DOCUMENT TEXT:
------------------------------------------------------------------------

Probably the first post I ever wrote that got actual attention was this one, figuring out just how badly you could lose the popular vote and still win the presidency. (I made a couple minor mistakes, so for the sake of correctness the actual answer is that up to 78.05% of the population can vote for the losing candidate.)

I’d note in particular two things: 1) during the last two months of the 2008 election, just four states got more than half of the time and money from the candidates, at the expense of the rest of the country, and thirty-two states got no visits at all! And 2) the electoral college has failed for more than 5 percent of presidential elections! That’s preposterous. A great nation shouldn’t pick its leader by some goofy hairbrained scheme that breaks down one time in twenty.

That said, the proposed solution (the National Popular Vote compact) is also a goofy, hairbrained scheme that would collapse into crisis the second it ever made a difference. Perhaps a “great nation” shouldn’t be hopelessly bound by two-hundred-year-old political compromises whose terms are effectively impossible to alter or amend.

------------------------------------------------------------------------

LISTING:
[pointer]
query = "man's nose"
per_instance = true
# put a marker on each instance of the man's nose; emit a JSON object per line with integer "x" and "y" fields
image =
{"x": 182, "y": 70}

------------------------------------------------------------------------

SET PROBLEM: Extend the electoral college post above, picking up right after its last sentence.

ANSWER TO THIS EXERCISE:
* Also at Washington Monthly: inflation is really not our problem right now.

We find that electorates punish presidents and governors for severe weather damage. However, we find that these effects are dwarfed by the response of attentive electorates to the actions of their officials.

* The headline reads, “There will be no more professional writers in the future.”

* And just for fun: Miniature People Living in a World of Giant Food by Christopher Boffoli.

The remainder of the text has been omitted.